> [Required work]:
Rewrite each row below so that "a single point" becomes "one point" and nothing else changes. Omit the pictures from your answer.

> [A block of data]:
##########

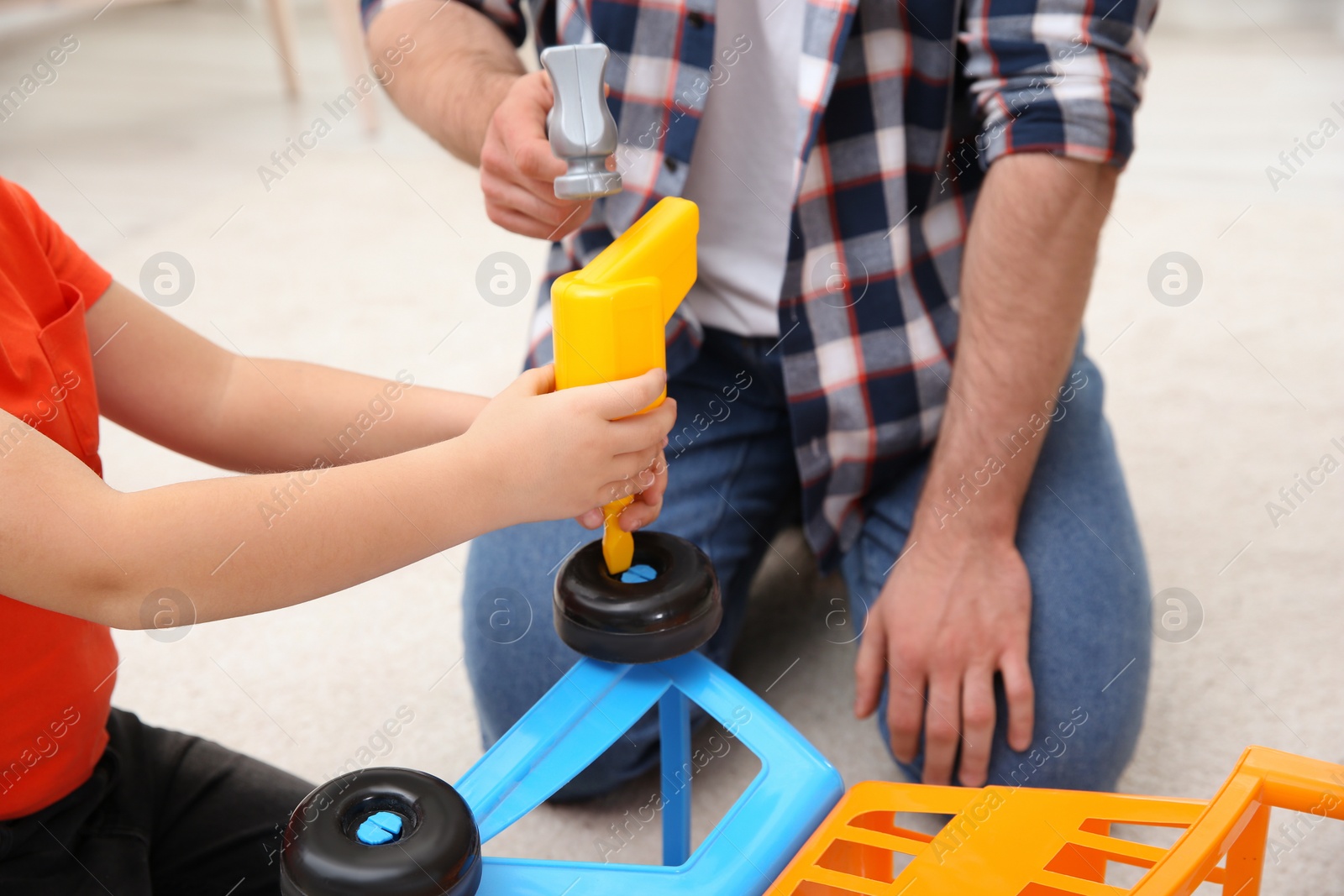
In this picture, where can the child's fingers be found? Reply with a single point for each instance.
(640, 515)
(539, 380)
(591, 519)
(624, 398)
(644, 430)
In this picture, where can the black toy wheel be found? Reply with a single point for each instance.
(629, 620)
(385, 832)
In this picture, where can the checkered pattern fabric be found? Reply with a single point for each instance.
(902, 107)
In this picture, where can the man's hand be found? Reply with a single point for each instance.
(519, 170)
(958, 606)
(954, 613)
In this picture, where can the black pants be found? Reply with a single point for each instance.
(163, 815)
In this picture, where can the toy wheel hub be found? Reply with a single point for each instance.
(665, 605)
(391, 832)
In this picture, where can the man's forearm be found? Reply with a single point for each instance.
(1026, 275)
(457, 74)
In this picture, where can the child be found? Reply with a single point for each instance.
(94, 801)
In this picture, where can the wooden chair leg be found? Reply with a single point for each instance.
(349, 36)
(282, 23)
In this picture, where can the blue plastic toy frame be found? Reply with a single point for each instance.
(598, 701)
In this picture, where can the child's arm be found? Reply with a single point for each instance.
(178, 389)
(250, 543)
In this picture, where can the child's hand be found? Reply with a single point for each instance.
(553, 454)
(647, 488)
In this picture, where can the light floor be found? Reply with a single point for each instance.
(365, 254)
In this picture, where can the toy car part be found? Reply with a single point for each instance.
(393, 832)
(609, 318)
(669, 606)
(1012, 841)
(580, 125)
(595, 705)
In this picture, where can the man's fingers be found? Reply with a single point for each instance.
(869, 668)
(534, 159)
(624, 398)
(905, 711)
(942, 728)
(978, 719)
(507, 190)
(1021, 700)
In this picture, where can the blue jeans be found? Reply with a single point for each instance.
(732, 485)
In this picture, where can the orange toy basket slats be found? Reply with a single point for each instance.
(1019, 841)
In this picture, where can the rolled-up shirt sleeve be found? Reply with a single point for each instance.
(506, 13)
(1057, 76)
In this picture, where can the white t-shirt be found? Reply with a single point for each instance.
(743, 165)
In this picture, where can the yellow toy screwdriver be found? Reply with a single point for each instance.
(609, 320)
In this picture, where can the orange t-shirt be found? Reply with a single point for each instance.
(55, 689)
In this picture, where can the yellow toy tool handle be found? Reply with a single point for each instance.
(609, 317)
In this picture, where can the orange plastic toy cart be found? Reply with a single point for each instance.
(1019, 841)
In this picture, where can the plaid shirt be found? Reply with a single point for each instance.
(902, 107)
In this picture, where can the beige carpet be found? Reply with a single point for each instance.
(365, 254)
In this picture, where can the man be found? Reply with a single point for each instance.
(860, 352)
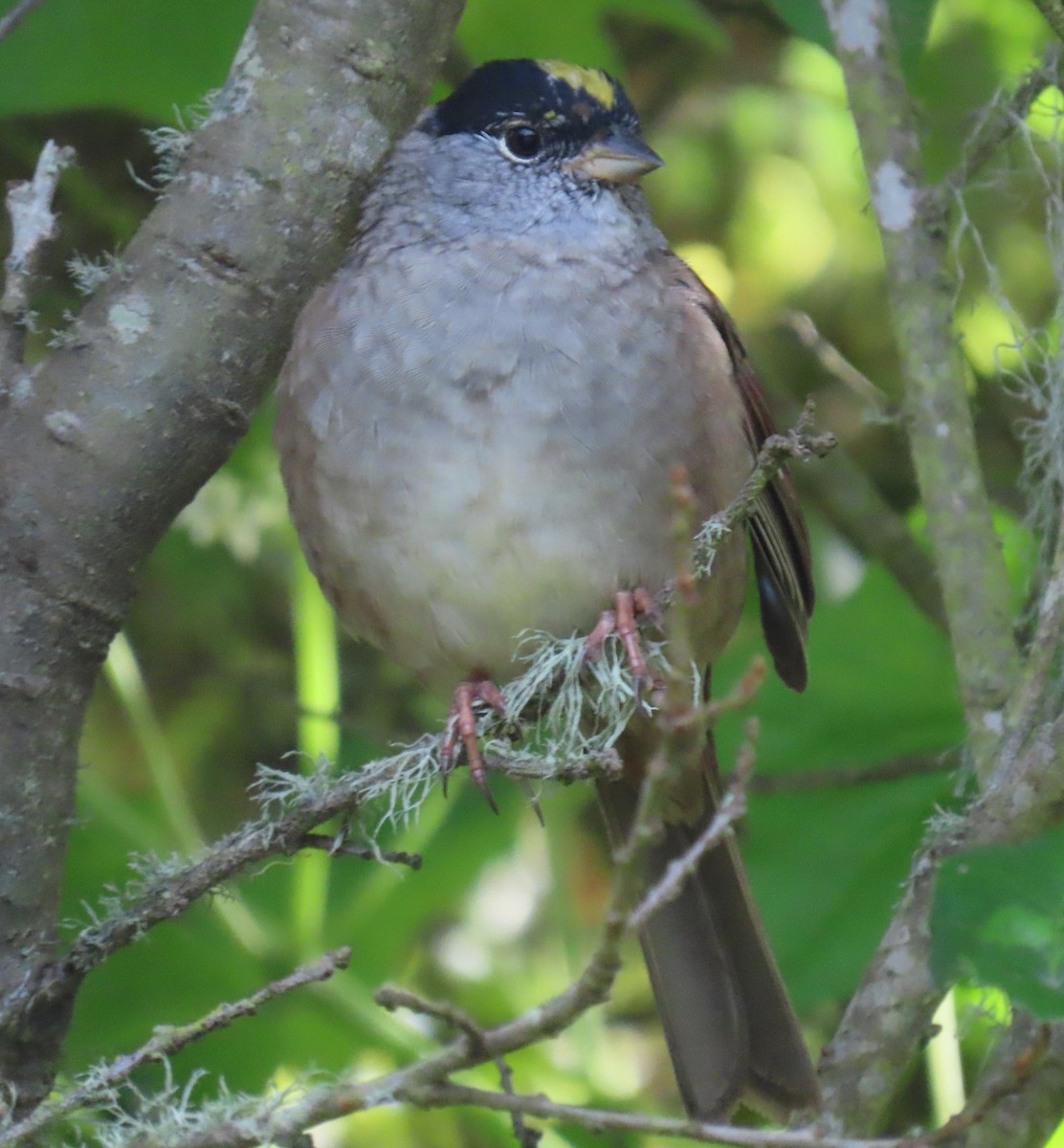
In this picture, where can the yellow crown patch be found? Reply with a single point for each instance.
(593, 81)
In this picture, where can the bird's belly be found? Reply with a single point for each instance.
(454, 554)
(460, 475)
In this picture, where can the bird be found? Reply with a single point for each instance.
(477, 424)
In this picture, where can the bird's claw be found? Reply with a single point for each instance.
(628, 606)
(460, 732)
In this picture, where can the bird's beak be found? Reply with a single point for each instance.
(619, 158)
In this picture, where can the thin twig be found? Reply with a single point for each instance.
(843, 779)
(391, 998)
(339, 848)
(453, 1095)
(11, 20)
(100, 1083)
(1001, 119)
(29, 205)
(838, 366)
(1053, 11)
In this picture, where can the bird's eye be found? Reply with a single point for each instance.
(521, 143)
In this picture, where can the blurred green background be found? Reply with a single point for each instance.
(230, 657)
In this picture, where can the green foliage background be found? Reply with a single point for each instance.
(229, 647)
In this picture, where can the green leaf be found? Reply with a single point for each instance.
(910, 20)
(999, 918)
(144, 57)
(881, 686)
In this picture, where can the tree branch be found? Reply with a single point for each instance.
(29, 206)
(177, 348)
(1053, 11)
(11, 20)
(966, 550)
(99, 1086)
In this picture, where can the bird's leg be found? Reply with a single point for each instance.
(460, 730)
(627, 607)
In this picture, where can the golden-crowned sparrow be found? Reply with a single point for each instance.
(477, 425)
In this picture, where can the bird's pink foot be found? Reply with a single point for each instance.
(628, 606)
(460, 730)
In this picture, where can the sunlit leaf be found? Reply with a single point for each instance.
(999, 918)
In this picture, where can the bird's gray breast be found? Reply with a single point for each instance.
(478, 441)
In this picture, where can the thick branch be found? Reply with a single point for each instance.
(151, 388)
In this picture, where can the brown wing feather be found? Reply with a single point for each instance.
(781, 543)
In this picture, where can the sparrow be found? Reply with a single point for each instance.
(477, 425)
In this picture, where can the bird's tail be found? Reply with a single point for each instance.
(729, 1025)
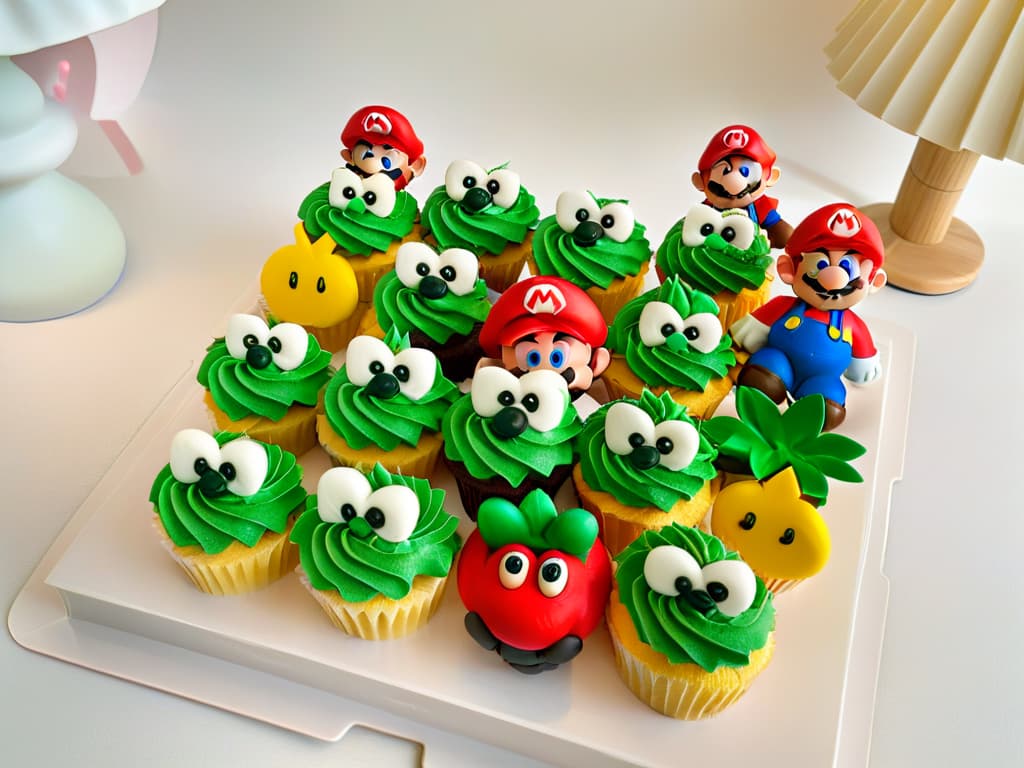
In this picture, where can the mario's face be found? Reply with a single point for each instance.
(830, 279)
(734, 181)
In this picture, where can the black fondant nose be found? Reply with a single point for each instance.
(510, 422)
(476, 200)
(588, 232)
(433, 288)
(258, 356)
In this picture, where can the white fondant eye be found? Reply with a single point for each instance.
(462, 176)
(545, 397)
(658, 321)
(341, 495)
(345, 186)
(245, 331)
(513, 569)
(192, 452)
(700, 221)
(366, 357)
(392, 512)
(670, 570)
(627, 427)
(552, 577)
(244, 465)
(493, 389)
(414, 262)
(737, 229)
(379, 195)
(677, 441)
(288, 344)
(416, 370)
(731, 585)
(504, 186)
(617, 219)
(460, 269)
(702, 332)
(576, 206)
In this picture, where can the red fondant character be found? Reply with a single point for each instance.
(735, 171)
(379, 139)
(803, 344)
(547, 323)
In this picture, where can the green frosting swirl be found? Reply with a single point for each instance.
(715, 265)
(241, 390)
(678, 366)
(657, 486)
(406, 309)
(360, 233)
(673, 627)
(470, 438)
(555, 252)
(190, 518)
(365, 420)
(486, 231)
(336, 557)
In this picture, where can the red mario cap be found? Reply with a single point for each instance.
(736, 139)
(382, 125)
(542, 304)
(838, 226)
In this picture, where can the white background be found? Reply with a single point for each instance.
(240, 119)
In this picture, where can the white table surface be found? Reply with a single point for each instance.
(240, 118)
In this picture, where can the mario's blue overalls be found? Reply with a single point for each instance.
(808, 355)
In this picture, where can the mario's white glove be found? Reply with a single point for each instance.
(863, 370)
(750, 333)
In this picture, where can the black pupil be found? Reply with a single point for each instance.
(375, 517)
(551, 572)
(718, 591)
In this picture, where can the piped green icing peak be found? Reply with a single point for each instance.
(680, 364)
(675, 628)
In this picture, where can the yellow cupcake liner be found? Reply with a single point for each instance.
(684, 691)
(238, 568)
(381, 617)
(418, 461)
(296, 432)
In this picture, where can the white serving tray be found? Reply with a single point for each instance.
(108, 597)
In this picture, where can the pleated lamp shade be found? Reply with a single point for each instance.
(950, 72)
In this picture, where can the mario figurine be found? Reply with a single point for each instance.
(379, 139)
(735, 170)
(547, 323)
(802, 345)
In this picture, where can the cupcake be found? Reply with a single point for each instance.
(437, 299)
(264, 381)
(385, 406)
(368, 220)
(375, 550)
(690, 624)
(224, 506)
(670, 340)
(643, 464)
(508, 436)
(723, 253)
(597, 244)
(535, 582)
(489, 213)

##########

> [Final result]:
In this picture, where can the child's fingers be found? Reply with one point for each instance.
(640, 515)
(539, 380)
(591, 519)
(624, 398)
(644, 430)
In this picture, where can the black toy wheel be found? Reply with one point for each instance.
(629, 620)
(385, 832)
In this picture, where can the checkered pattern fabric be found? Reply with one point for each instance.
(902, 107)
In this picture, where can the man's hand be found? Reply with one point for each instance.
(519, 170)
(958, 606)
(954, 613)
In this picture, where can the black pants be found? Reply with one point for each instance.
(163, 815)
In this picture, where can the toy wheel hub be found? Reply with one point for each instance.
(665, 605)
(391, 832)
In this picture, where can the man's forearm be found? Reply with one point for each instance.
(1026, 275)
(457, 74)
In this picture, where can the child be found? Reply with one point for each instance.
(94, 801)
In this picture, where can the wooden chair leg be found? Reply with one point for each instance.
(349, 36)
(282, 23)
In this picture, where can the blue plastic toy frame be found? Reply with one point for each instance.
(598, 701)
In this picture, where can the child's arm be found? Reply with one point for each instance.
(178, 389)
(250, 543)
In this picture, where can the child's hand be found? Reply with one point for each instance.
(553, 454)
(647, 488)
In this picture, where can the light floor be found? Reply with one point for each instance.
(365, 254)
In this picture, where can the toy car part be found? Reply with one point for each instance.
(393, 832)
(609, 318)
(669, 606)
(1012, 841)
(580, 125)
(595, 705)
In this picture, where can the man's fingers be found? Reply with one point for each instance.
(869, 668)
(534, 159)
(624, 398)
(905, 711)
(942, 728)
(978, 719)
(507, 190)
(1021, 700)
In this picture, where can the blue jeans be found? Reply with one point for each instance.
(732, 485)
In this picture, where can the orange toy basket slats be found? Reply with one point for each instance.
(1019, 841)
In this picture, where can the rolled-up shirt sleeve be found? Reply with one point for each instance.
(506, 13)
(1057, 76)
In this picture, where can the white t-shirt be found? Reply with one point for each instance.
(743, 165)
In this picture, where can the yellow toy screwdriver be found? Reply with one point for each instance.
(609, 320)
In this picture, where can the orange t-shirt be found? Reply with one point for each instance.
(55, 689)
In this picture, where can the yellow toy tool handle be found? Reply with one point for each instance.
(609, 317)
In this picture, where can the orange plastic toy cart be found? Reply with one point for each instance.
(1019, 841)
In this picture, where can the plaid shirt be found? Reply with one point for each instance.
(902, 107)
In this picture, where can the beige carpet be found? Reply with one point for each instance.
(365, 254)
In this picture, where can the man be found? Reply with one point for each instance.
(860, 352)
In this picture, where can the yellow crown patch be found? Reply with one point for each instance.
(593, 81)
In this picture, where can the bird's belly be found? Reply with one point for each instance.
(454, 554)
(460, 475)
In this picture, where can the bird be found? Reply with one point for each instance.
(477, 424)
In this picture, where can the bird's claw be found? Reply with one point for each instance.
(628, 606)
(460, 732)
In this picture, where can the bird's beak be found? Reply with one point for each instance.
(619, 158)
In this picture, where can the thin twig be found? Reply with one point for each instance.
(843, 779)
(391, 998)
(339, 848)
(453, 1095)
(11, 20)
(100, 1083)
(1001, 119)
(29, 205)
(838, 366)
(1053, 11)
In this picture, where can the bird's eye be found? Reply with one point for each instance.
(521, 143)
In this picture, where can the blurred green background be found? Reply with one point for each instance.
(230, 657)
In this picture, where can the green foliage background be found? Reply with one point for each instance.
(229, 647)
In this picture, where can the green leaf be found? Reply with one point for each instance.
(910, 20)
(999, 918)
(144, 57)
(881, 686)
In this picture, where can the tree branch be found? Reply with one point for each instance.
(29, 206)
(177, 348)
(1053, 11)
(11, 20)
(966, 550)
(99, 1086)
In this picture, where can the bird's leg be found? Reply with one point for each instance.
(460, 730)
(627, 607)
In this picture, where can the golden-crowned sparrow be found? Reply with one point for each instance.
(477, 425)
In this picture, where can the bird's pink foot be found? Reply with one point for each instance.
(628, 606)
(460, 730)
In this picture, where can the sunlit leaf be found? Reply with one point for each instance.
(999, 918)
In this picture, where can the bird's gray breast be found? Reply with one point for each instance.
(478, 441)
In this picture, where can the thick branch be found? Reply with one point for each instance.
(151, 388)
In this picture, where can the brown wing feather be found? Reply with one point for each instance.
(781, 543)
In this picture, where can the sparrow be found? Reply with one point for each instance.
(477, 425)
In this picture, where can the bird's tail be found? Reply with one point for each instance.
(729, 1025)
In this picture, where can the mario's face be found? Reply with one point for each instance.
(830, 279)
(734, 181)
In this picture, where can the black fondant nose be found? Reply with one point for each instance.
(510, 422)
(476, 200)
(588, 232)
(433, 288)
(258, 356)
In this picture, where can the white fondant eye be found? Reply with one point for each instance.
(462, 176)
(545, 397)
(658, 321)
(341, 495)
(345, 186)
(245, 331)
(513, 569)
(192, 452)
(700, 221)
(366, 357)
(392, 512)
(670, 570)
(627, 427)
(552, 577)
(244, 465)
(493, 389)
(414, 262)
(737, 229)
(379, 195)
(677, 441)
(288, 344)
(416, 370)
(731, 585)
(504, 186)
(617, 219)
(460, 269)
(702, 332)
(576, 206)
In this picture, where can the red fondant character be found? Reply with one point for each instance.
(735, 171)
(379, 139)
(803, 344)
(547, 323)
In this picture, where can the green frosting swirl be found? Reply with one point for each instance.
(715, 265)
(241, 390)
(678, 366)
(657, 486)
(406, 309)
(360, 233)
(673, 627)
(470, 438)
(555, 252)
(190, 518)
(365, 420)
(486, 231)
(336, 557)
In this picture, where can the red mario cap be found? Reply with one point for each instance.
(736, 139)
(382, 125)
(542, 304)
(838, 226)
In this picture, where can the white background be found? Reply with one point for each instance.
(240, 119)
In this picture, where can the white table surface be found? Reply with one point for each instance.
(240, 118)
In this picture, where can the mario's blue overalls be found? Reply with one point for each instance.
(808, 355)
In this picture, where can the mario's white glove be found? Reply with one point for each instance.
(863, 370)
(750, 333)
In this picture, where can the black pupil be found? Reply with one point for each instance.
(375, 517)
(551, 572)
(718, 591)
In this picture, where can the piped green icing peak be found? Reply with one point for each instance.
(680, 364)
(675, 628)
In this picture, where can the yellow cupcake liner be found? Reply with one point for each instance.
(684, 691)
(238, 568)
(381, 617)
(418, 461)
(296, 432)
In this picture, where can the white serving tray be found? Reply with one point for each instance.
(108, 597)
In this picture, where can the pleated lamp shade be found? Reply with one point for each instance.
(950, 72)
In this picture, where can the mario figurine be found? Reply with one point for each instance.
(379, 139)
(735, 170)
(547, 323)
(802, 345)
In this picture, where can the cupcake be found? Reply with one point for each instance.
(437, 299)
(264, 381)
(385, 406)
(368, 220)
(375, 550)
(690, 624)
(224, 506)
(670, 340)
(643, 464)
(508, 436)
(723, 253)
(597, 244)
(535, 582)
(489, 213)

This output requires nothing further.